RECORDS SUPPLIED Block Start
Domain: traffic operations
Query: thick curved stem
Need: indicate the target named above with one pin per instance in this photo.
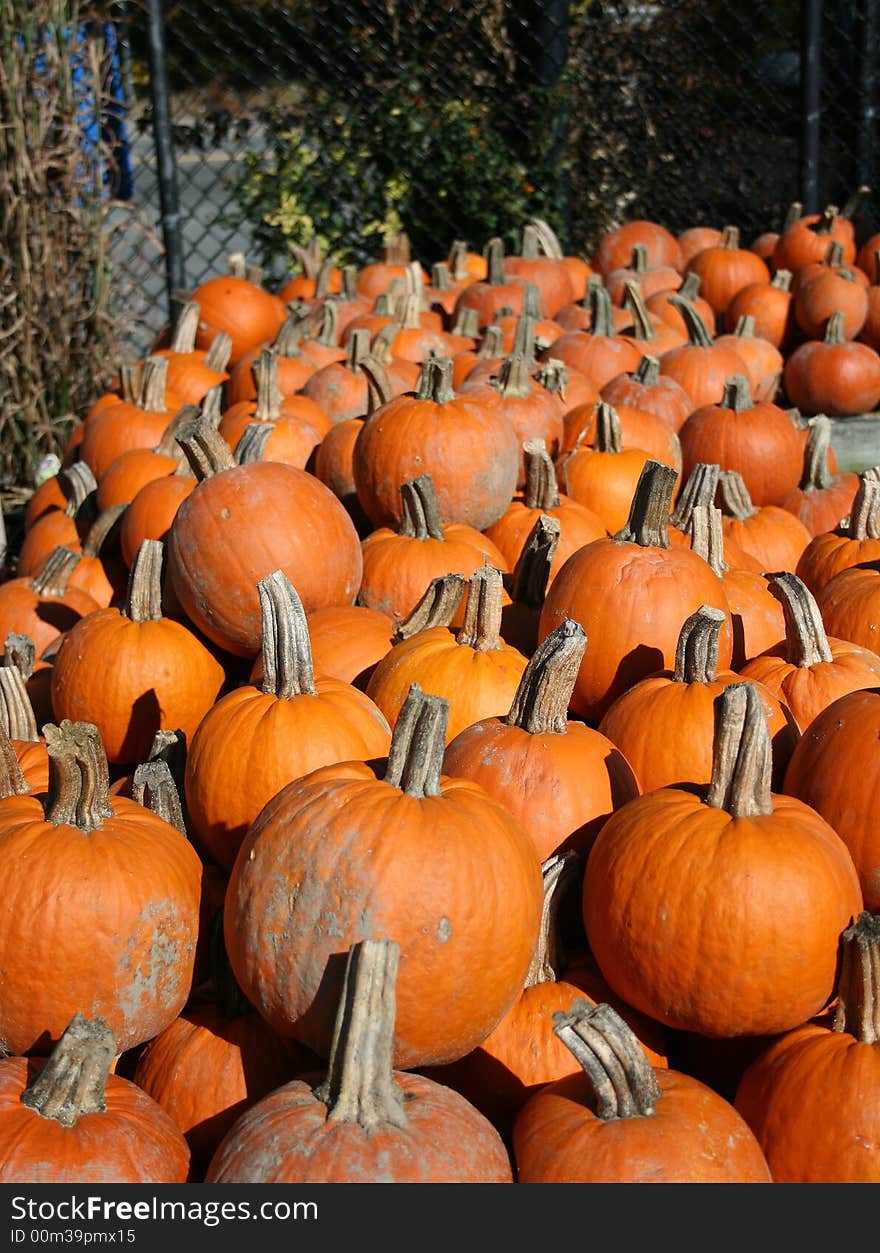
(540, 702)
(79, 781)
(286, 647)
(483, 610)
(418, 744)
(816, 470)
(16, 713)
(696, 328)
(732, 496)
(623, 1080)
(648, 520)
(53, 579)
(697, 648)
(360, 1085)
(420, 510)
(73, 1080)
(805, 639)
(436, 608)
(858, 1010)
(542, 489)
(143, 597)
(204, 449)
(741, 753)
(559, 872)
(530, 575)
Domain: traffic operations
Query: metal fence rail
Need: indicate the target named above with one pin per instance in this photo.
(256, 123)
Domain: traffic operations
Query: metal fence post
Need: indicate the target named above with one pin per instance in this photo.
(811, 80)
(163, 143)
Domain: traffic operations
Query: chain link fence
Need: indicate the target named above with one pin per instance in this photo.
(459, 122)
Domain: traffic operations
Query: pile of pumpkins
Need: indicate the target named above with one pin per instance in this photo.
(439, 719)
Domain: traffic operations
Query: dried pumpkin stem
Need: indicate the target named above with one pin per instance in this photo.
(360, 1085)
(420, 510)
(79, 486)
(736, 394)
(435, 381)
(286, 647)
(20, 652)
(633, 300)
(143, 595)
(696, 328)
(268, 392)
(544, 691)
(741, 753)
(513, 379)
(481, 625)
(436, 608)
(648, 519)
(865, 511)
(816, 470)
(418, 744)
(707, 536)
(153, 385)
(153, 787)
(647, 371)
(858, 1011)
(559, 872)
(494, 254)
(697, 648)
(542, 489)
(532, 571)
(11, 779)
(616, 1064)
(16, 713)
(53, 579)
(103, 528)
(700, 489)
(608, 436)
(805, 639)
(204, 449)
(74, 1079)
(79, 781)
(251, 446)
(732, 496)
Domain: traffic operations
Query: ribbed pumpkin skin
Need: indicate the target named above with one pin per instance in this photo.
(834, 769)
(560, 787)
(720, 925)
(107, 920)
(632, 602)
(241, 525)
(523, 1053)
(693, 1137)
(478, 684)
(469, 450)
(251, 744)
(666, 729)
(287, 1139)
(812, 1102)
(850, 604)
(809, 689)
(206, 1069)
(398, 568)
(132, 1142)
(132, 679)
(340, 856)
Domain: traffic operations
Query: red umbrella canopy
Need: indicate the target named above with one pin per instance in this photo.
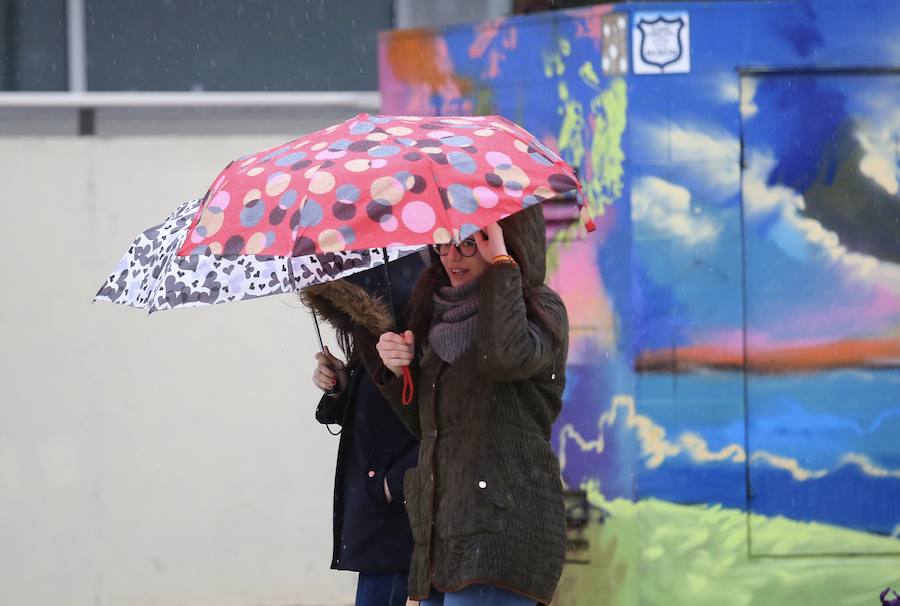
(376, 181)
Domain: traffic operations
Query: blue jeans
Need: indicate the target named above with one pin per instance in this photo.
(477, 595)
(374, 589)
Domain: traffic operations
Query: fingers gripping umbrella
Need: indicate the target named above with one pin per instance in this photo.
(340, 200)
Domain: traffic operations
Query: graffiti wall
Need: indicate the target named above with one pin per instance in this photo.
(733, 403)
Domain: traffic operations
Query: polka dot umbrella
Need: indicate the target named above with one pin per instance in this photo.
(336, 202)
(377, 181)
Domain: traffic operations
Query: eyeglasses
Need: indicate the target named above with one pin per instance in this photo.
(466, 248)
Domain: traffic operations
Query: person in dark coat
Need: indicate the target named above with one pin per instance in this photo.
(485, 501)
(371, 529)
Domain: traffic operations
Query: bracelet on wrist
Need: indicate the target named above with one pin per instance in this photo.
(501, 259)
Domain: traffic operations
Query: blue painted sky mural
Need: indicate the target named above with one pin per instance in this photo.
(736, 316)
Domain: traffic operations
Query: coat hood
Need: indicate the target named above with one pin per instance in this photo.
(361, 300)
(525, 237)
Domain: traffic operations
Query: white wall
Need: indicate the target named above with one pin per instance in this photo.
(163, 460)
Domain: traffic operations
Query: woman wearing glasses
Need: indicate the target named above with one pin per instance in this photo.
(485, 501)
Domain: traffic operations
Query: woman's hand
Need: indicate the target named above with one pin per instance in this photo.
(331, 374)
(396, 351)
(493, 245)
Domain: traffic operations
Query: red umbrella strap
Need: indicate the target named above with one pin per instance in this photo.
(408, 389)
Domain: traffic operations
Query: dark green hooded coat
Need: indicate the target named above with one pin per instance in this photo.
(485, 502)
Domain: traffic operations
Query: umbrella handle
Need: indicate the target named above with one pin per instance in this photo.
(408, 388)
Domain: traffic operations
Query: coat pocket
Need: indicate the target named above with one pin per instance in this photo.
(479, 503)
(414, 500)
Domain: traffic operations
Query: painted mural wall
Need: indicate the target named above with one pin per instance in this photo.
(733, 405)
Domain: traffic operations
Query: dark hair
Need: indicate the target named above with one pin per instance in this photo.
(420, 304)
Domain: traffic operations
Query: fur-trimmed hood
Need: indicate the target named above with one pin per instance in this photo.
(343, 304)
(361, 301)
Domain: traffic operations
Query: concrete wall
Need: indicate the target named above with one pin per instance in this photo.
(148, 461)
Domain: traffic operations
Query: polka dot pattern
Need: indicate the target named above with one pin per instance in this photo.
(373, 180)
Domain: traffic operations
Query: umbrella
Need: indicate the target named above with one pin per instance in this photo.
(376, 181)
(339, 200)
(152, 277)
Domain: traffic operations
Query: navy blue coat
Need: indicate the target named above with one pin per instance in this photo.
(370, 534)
RECORDS SUPPLIED Block End
→ TASK GOAL
Transcribe the records in full and exactly. Pictures stay out.

→ ANSWER BOX
Domain: traffic operations
Query: thick curved stem
Need: indicate the target named above with one pin per instance in this photo.
(540, 702)
(79, 781)
(286, 647)
(483, 610)
(418, 744)
(816, 470)
(16, 713)
(696, 328)
(732, 496)
(623, 1080)
(648, 520)
(53, 579)
(697, 648)
(360, 1085)
(420, 510)
(73, 1080)
(805, 639)
(436, 608)
(858, 1010)
(542, 489)
(143, 597)
(204, 449)
(741, 753)
(559, 872)
(530, 575)
Domain: traffic operations
Query: metal fence rail
Need: indicate the target named above with one pin per instance in this photo.
(256, 123)
Domain: traffic operations
Query: metal fence post
Need: indicate the target named above with one pin per instance in this photo.
(811, 80)
(163, 143)
Domain: traffic operations
Query: chain link fence
Need: indicate the target named above with one pin per instance in this photo.
(459, 122)
Domain: traffic operations
Query: pile of pumpkins
Need: indicate the target named above with one pin per instance in this photo.
(439, 719)
Domain: traffic operations
Query: dried pumpkin stem
Need: indicate the target named above with one pin per instance in this photo.
(360, 1085)
(420, 510)
(79, 486)
(736, 394)
(435, 381)
(286, 647)
(20, 652)
(633, 300)
(143, 595)
(696, 328)
(268, 392)
(544, 691)
(741, 753)
(513, 379)
(481, 625)
(436, 608)
(648, 519)
(865, 511)
(816, 470)
(418, 744)
(707, 536)
(153, 385)
(153, 787)
(647, 371)
(858, 1011)
(559, 872)
(494, 254)
(697, 648)
(542, 489)
(532, 571)
(11, 779)
(616, 1064)
(16, 713)
(53, 579)
(103, 528)
(700, 489)
(608, 436)
(805, 639)
(204, 449)
(74, 1079)
(79, 781)
(251, 446)
(732, 496)
Domain: traffic operations
Query: ribbed pumpkin skin
Need: indicate the target named above with one pin per instance in this photo.
(834, 769)
(560, 787)
(720, 925)
(107, 920)
(632, 602)
(241, 525)
(523, 1053)
(693, 1137)
(478, 684)
(469, 450)
(251, 744)
(666, 729)
(287, 1139)
(812, 1102)
(850, 604)
(809, 689)
(206, 1069)
(398, 568)
(132, 1142)
(132, 679)
(340, 856)
Domain: traffic operations
Query: red umbrella canopy
Need: indicate the target named above with one pin per instance in this photo.
(376, 181)
Domain: traffic operations
Query: blue jeans
Need: indicate the target named above with one pin per instance in this photo.
(477, 595)
(374, 589)
Domain: traffic operations
Query: fingers gripping umbrella
Need: indicate the target named above with one pin per instance in this photo.
(340, 200)
Domain: traffic operations
Query: graffiti wall
Need: indicate the target named above with one pin per instance in this photo.
(733, 403)
Domain: traffic operations
Query: polka dot umbrella
Need: indicate the target named above with one pin per instance in this photo.
(336, 202)
(377, 181)
Domain: traffic operations
Query: eyeglasses
Need: indicate the target named above with one pin per instance in this photo.
(466, 248)
Domain: traffic operations
Query: person in dark coat
Need: indicate the target named above with one pin per instance in this photo.
(485, 501)
(371, 529)
Domain: traffic operations
Query: bracelet on wrist
Need: indicate the target named above with one pin per instance in this photo.
(501, 259)
Domain: traffic operations
Query: blue painted sky mural
Need: indicate the target named above with one pin per instance in this photo.
(736, 316)
Domain: traffic operations
Query: coat hood
Need: indicate the target named above with one pin per instance in this photo.
(361, 300)
(525, 237)
Domain: traffic operations
Query: white wall
Need: indicate the target named above with one pin per instance in this photo.
(163, 460)
Domain: traffic operations
Query: woman wearing glasses
Need: indicate the target named above with one pin per instance in this photo.
(485, 501)
Domain: traffic operations
Query: woman's hand
Need: indicate the target named above with one pin per instance in this photo.
(331, 374)
(396, 351)
(493, 245)
Domain: traffic operations
Query: red umbrella strap
Need: indicate the target named above with one pin per instance in this photo.
(408, 389)
Domain: traffic operations
Query: dark green hooded coat
Need: indicate the target named above with one pin per instance in this photo.
(485, 502)
Domain: traffic operations
Query: umbrella handle
Need: indicate the target named above with one pin per instance in this photo.
(408, 388)
Domain: traffic operations
Query: coat pocket
Need: indicate the target named above with one pin per instance in this photo.
(479, 503)
(414, 500)
Domain: traffic operations
Query: painted mural wall
Need: indicate the target named above with one pin per instance in this photo.
(733, 405)
Domain: traffic operations
Query: dark hair
Need: indicate the target named above with one pin per instance in this photo.
(420, 304)
Domain: traffic operations
Query: fur-trimmed hood
Need: indicate the target named above with one pin per instance in this photo.
(343, 304)
(361, 301)
Domain: traffic operations
Query: concrete wall
Need: indicate the target named above with one pin per instance in this photo.
(148, 461)
Domain: traffic operations
Query: polka dot pattern
Need: indicate the target named above with one pin per instance in this photo.
(373, 180)
Domain: traffic operations
Query: umbrella
Need: indicate the target named above with one pin per instance in this photo.
(376, 181)
(339, 200)
(152, 277)
Domain: traffic operations
Query: navy blue coat
Need: indicate the target named above with one pin per instance in this photo.
(370, 534)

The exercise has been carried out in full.